** TASK 1 **
From the records below, pull out every line that contains the word "flake".
----- SELECTED PASSAGE -----
Dinner was wonderful. We lingered over it until almost 11. We walked back to the hotel. On the way I ran (well, OK limped) down to the truck and got her rose. We went to the hotel bar for a nightcap. Sarah doesn’t really hold her liquor well – a glass of wine usually does her in. After a cognac she would be loopy.

After a drink we took the elevator up to her floor and I walked her back to her room. We stopped in front of it. “Thanks for calling me. I had a wonderful time tonight.” I leaned in to give her a gentlemanly kiss good night.

She leaned back momentarily and said “So have I, so far, anyway.” Then she leaned in to kiss me. She gave me a good hug and a real kiss. “Wow, you’ve been working out.” She said rubbing my shoulders. “You want to come in for a minute?”

What!?!? “Where are we going with this? Are we getting back together?”

“Why do we have to go anywhere? We are two consenting adults, we’re both currently unattached…”

“How do you know I’m unattached?”

“Oh, I have my spies…” she smiled at me.
-----
** TASK 2 **
In the passage above, list every question spoken inside quotation marks.
----- RECORDS SHOWN -----
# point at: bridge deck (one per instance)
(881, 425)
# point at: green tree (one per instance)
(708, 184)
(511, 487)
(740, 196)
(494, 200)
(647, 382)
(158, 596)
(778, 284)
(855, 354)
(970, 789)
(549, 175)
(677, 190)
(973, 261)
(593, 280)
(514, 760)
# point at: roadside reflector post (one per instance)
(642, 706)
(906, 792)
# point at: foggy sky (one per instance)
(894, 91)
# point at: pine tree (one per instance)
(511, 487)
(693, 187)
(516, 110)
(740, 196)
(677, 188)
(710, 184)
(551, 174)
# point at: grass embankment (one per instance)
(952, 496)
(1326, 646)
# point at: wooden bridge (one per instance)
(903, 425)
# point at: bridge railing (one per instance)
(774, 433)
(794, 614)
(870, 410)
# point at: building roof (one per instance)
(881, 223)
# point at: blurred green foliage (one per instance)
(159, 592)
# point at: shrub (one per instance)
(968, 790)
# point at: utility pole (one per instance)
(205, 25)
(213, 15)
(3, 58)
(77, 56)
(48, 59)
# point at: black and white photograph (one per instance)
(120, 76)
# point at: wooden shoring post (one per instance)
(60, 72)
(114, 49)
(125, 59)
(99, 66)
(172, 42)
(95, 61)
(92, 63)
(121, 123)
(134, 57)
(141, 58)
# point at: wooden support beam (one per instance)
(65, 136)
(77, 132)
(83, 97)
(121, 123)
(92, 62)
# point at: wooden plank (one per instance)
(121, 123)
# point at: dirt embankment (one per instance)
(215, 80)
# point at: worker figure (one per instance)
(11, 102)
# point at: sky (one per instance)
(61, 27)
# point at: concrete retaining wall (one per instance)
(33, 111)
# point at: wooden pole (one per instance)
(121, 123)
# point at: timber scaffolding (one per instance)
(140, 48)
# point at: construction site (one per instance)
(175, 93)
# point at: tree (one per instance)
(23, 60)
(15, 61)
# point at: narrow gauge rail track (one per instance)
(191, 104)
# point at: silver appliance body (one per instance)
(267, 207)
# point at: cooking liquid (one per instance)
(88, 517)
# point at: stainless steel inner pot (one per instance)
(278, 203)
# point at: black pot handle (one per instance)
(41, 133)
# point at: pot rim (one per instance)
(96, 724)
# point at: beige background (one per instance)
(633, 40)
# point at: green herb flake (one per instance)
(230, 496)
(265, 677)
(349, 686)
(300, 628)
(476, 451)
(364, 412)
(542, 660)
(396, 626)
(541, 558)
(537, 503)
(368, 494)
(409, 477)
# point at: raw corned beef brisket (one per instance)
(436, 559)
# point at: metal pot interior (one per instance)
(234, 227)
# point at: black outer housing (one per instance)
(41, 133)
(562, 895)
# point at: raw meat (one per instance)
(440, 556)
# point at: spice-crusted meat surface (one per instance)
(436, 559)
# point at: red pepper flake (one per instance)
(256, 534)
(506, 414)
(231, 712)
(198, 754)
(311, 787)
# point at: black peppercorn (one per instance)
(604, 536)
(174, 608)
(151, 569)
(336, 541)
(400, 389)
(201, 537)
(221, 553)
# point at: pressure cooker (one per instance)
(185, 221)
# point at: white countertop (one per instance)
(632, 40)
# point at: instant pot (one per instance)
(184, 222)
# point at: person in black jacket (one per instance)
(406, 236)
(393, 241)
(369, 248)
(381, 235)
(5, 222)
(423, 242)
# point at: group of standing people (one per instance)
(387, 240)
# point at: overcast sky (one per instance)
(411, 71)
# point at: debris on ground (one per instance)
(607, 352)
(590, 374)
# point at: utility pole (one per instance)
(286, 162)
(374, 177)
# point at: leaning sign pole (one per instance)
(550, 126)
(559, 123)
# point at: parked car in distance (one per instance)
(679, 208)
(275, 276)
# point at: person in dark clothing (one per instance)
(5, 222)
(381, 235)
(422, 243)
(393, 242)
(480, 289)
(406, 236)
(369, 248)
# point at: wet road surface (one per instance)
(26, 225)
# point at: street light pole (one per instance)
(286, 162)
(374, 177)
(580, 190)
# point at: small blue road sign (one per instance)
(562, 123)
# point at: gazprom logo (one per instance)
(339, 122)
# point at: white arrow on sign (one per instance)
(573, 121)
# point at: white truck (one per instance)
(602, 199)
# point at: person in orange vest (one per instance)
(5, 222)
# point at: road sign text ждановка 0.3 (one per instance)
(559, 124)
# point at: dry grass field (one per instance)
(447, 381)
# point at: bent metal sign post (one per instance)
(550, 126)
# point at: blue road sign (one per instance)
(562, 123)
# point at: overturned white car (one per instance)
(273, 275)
-----
** CORRECT OUTPUT 1 **
# point at: green herb flake (one per instance)
# point at: red pepper flake (one per instance)

** CORRECT OUTPUT 2 **
- "You want to come in for a minute?"
- "Where are we going with this?"
- "Are we getting back together?"
- "Why do we have to go anywhere?"
- "How do you know I'm unattached?"